Referring expression pointing data

━━━━

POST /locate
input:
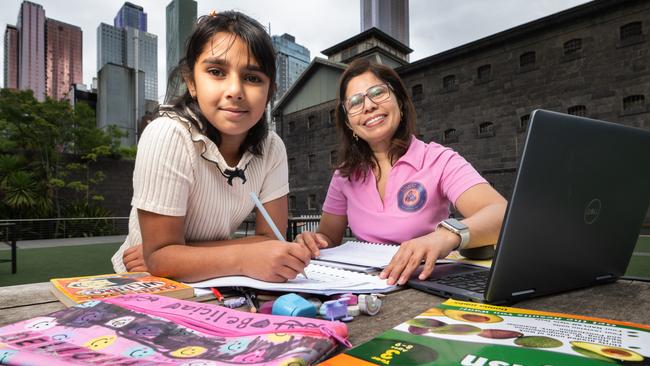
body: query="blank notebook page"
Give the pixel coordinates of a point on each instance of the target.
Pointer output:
(360, 253)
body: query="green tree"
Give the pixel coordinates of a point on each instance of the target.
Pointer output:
(34, 139)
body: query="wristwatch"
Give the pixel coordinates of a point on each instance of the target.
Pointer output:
(458, 228)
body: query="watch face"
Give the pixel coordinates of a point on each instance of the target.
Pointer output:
(456, 224)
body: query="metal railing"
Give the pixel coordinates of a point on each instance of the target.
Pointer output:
(69, 227)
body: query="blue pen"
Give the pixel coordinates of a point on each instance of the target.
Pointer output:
(269, 221)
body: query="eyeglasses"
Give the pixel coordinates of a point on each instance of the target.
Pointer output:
(377, 94)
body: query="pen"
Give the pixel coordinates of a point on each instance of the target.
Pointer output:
(269, 221)
(216, 293)
(249, 299)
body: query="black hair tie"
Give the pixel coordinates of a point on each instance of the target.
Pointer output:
(237, 173)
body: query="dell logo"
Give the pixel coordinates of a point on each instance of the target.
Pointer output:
(592, 211)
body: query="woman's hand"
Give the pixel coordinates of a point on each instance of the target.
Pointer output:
(274, 261)
(134, 259)
(427, 248)
(313, 241)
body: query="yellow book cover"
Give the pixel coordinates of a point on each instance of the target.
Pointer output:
(74, 290)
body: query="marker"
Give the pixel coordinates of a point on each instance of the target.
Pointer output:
(269, 221)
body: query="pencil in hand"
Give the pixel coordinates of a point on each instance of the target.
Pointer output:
(270, 222)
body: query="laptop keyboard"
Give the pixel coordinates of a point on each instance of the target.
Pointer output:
(475, 281)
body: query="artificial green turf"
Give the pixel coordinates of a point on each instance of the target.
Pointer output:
(41, 264)
(640, 263)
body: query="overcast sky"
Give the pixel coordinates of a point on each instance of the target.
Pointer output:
(435, 25)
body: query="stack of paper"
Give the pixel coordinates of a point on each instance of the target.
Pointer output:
(322, 280)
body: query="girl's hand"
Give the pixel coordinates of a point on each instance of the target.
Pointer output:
(134, 259)
(274, 261)
(313, 241)
(411, 253)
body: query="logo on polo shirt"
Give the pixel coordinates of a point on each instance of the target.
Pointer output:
(411, 197)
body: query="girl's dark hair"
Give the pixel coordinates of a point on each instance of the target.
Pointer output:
(253, 34)
(356, 158)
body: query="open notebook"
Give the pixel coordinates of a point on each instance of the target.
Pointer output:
(358, 256)
(322, 280)
(372, 257)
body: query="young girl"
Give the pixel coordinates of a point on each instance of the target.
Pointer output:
(199, 160)
(392, 187)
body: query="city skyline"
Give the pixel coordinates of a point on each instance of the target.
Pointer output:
(460, 24)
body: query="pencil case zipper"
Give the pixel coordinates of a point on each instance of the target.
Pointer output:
(321, 330)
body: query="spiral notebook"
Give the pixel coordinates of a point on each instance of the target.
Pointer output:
(359, 254)
(324, 280)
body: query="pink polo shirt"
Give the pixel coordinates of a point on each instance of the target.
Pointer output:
(421, 186)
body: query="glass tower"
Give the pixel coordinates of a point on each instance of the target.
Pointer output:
(131, 15)
(181, 17)
(291, 60)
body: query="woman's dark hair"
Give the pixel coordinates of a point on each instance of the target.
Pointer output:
(356, 158)
(253, 34)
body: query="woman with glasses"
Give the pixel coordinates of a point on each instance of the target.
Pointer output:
(391, 187)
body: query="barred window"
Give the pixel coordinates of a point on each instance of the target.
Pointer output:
(416, 92)
(527, 59)
(333, 158)
(483, 73)
(292, 165)
(631, 30)
(578, 110)
(523, 122)
(486, 129)
(311, 202)
(311, 161)
(572, 46)
(449, 82)
(633, 102)
(450, 135)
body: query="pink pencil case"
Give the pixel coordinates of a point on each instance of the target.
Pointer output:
(158, 330)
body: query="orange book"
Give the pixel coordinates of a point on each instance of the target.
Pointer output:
(75, 290)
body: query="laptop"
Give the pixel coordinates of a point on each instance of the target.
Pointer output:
(580, 197)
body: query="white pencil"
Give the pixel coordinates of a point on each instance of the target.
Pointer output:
(269, 221)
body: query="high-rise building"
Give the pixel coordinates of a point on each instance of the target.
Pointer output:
(31, 48)
(181, 17)
(11, 57)
(63, 44)
(110, 45)
(131, 15)
(390, 16)
(291, 60)
(116, 100)
(128, 47)
(41, 54)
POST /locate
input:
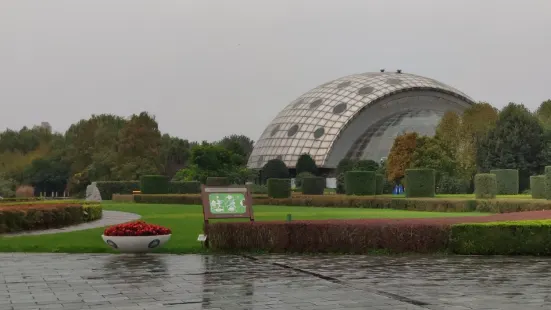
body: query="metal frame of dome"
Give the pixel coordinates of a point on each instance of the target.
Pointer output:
(384, 85)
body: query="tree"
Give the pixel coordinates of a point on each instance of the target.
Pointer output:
(274, 169)
(306, 163)
(516, 142)
(400, 156)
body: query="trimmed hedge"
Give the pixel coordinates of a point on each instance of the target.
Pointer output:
(485, 186)
(108, 188)
(537, 186)
(25, 216)
(507, 181)
(320, 237)
(313, 186)
(279, 188)
(217, 181)
(379, 184)
(361, 183)
(191, 187)
(154, 184)
(547, 175)
(502, 238)
(420, 182)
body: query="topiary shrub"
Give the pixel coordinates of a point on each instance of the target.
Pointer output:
(306, 163)
(420, 182)
(547, 175)
(217, 181)
(279, 188)
(360, 183)
(537, 186)
(507, 181)
(275, 169)
(154, 184)
(190, 187)
(485, 186)
(379, 183)
(313, 185)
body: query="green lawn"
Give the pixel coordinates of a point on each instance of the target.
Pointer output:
(186, 223)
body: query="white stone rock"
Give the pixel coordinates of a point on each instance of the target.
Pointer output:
(92, 192)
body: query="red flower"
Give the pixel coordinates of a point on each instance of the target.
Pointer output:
(136, 228)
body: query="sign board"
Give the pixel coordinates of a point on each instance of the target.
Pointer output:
(226, 202)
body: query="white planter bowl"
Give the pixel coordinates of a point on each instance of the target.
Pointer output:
(135, 244)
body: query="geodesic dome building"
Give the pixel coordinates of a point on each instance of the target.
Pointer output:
(357, 117)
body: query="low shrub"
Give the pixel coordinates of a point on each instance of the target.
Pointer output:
(485, 186)
(191, 187)
(313, 185)
(217, 181)
(420, 182)
(360, 183)
(108, 188)
(29, 216)
(379, 184)
(154, 184)
(322, 237)
(507, 181)
(502, 238)
(279, 188)
(537, 186)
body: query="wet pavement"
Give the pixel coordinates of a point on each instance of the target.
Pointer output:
(63, 281)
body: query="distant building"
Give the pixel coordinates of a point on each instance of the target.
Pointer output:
(356, 117)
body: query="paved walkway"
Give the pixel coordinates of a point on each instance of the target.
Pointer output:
(62, 281)
(108, 218)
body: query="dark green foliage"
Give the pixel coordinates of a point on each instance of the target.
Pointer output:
(279, 188)
(420, 182)
(313, 186)
(108, 188)
(516, 142)
(451, 185)
(507, 181)
(547, 175)
(217, 181)
(485, 186)
(306, 163)
(275, 169)
(154, 184)
(537, 186)
(505, 238)
(380, 183)
(191, 187)
(360, 183)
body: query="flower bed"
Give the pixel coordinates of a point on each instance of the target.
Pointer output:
(33, 216)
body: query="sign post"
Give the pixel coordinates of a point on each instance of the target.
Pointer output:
(225, 202)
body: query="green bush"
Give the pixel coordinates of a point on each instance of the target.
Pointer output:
(313, 185)
(360, 183)
(547, 175)
(537, 186)
(154, 184)
(420, 182)
(507, 181)
(502, 238)
(218, 181)
(485, 186)
(379, 183)
(279, 188)
(190, 187)
(108, 188)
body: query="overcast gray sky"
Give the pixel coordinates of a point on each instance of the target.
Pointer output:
(207, 69)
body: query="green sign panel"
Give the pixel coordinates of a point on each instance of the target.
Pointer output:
(227, 203)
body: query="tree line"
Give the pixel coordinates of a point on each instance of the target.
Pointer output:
(108, 147)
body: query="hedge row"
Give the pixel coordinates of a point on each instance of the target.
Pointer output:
(502, 238)
(374, 202)
(22, 217)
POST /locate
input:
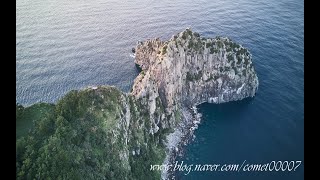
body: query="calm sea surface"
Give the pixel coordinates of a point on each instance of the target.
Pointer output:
(71, 44)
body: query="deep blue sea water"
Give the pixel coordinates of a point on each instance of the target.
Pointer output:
(71, 44)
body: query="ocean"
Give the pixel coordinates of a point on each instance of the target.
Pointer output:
(71, 44)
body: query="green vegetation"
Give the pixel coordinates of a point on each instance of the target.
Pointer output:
(230, 57)
(83, 137)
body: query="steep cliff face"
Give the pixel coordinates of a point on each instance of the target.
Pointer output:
(103, 133)
(188, 70)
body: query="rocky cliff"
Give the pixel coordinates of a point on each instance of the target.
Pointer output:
(103, 133)
(188, 70)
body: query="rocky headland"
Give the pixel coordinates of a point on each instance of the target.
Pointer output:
(103, 133)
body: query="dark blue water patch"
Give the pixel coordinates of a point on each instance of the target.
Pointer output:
(233, 132)
(71, 44)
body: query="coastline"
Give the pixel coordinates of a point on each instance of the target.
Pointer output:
(178, 140)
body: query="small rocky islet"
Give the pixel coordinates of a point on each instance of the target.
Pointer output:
(103, 133)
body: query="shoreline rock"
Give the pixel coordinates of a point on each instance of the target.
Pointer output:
(188, 70)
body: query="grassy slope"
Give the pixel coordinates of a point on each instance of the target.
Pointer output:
(80, 138)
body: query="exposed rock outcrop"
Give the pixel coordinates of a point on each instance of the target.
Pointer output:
(188, 70)
(103, 133)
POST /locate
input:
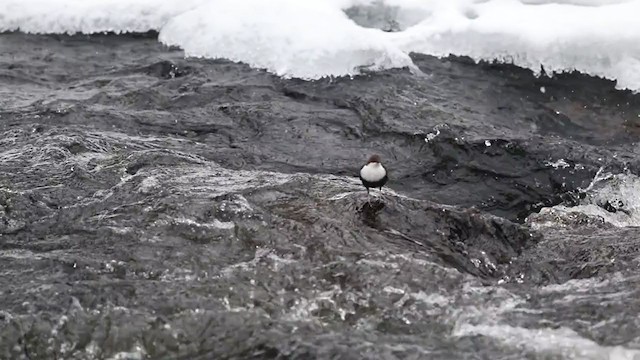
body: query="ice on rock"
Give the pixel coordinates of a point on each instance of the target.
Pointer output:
(315, 38)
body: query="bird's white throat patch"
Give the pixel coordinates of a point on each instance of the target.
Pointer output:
(373, 172)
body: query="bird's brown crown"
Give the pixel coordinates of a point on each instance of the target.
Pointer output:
(374, 158)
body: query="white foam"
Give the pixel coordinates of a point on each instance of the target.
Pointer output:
(80, 16)
(621, 192)
(314, 38)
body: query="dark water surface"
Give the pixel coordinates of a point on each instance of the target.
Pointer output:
(158, 207)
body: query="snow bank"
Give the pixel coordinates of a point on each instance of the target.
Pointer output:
(314, 38)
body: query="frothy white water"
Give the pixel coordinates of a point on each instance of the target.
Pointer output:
(315, 38)
(612, 199)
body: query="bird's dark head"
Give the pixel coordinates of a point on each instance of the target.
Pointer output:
(374, 158)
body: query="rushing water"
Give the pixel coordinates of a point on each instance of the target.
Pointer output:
(160, 207)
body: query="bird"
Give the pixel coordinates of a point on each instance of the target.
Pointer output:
(373, 175)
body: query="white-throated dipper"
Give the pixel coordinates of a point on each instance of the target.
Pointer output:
(373, 174)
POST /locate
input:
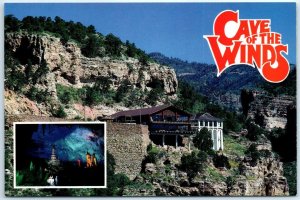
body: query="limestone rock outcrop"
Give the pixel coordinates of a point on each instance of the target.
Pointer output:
(271, 111)
(69, 67)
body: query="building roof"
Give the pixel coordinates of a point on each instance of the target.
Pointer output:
(143, 111)
(205, 117)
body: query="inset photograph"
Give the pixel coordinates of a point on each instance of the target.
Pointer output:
(60, 155)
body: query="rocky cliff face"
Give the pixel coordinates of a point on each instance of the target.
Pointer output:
(263, 179)
(270, 112)
(69, 67)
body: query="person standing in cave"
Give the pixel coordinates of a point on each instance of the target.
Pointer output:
(78, 162)
(88, 160)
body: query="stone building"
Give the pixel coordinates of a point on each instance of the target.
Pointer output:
(213, 124)
(167, 124)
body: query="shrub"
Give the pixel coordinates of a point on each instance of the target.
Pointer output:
(60, 112)
(253, 131)
(38, 95)
(253, 153)
(193, 163)
(221, 161)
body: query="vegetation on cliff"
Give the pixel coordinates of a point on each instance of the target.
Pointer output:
(92, 43)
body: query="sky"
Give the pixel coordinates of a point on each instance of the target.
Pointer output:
(173, 29)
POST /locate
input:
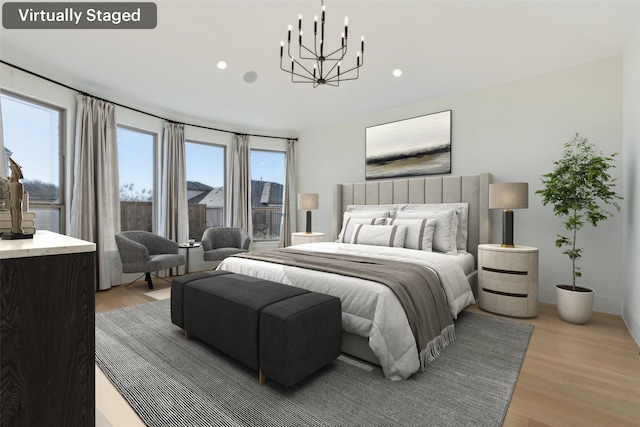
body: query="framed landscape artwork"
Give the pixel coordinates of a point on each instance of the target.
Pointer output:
(410, 147)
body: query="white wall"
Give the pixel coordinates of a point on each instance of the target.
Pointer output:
(514, 131)
(631, 138)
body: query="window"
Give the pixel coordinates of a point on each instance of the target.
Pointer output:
(205, 186)
(267, 191)
(136, 165)
(33, 139)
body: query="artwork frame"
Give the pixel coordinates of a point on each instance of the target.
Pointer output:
(415, 146)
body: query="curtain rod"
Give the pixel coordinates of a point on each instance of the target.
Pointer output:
(134, 109)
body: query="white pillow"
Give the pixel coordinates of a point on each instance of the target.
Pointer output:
(419, 232)
(379, 235)
(445, 232)
(350, 222)
(462, 214)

━━━━

▸ **Goal of the exercise**: Using the records above, copy each line that contains "artwork".

▸ **Solution**:
body: query="framed landscape artwork"
body: query="artwork frame"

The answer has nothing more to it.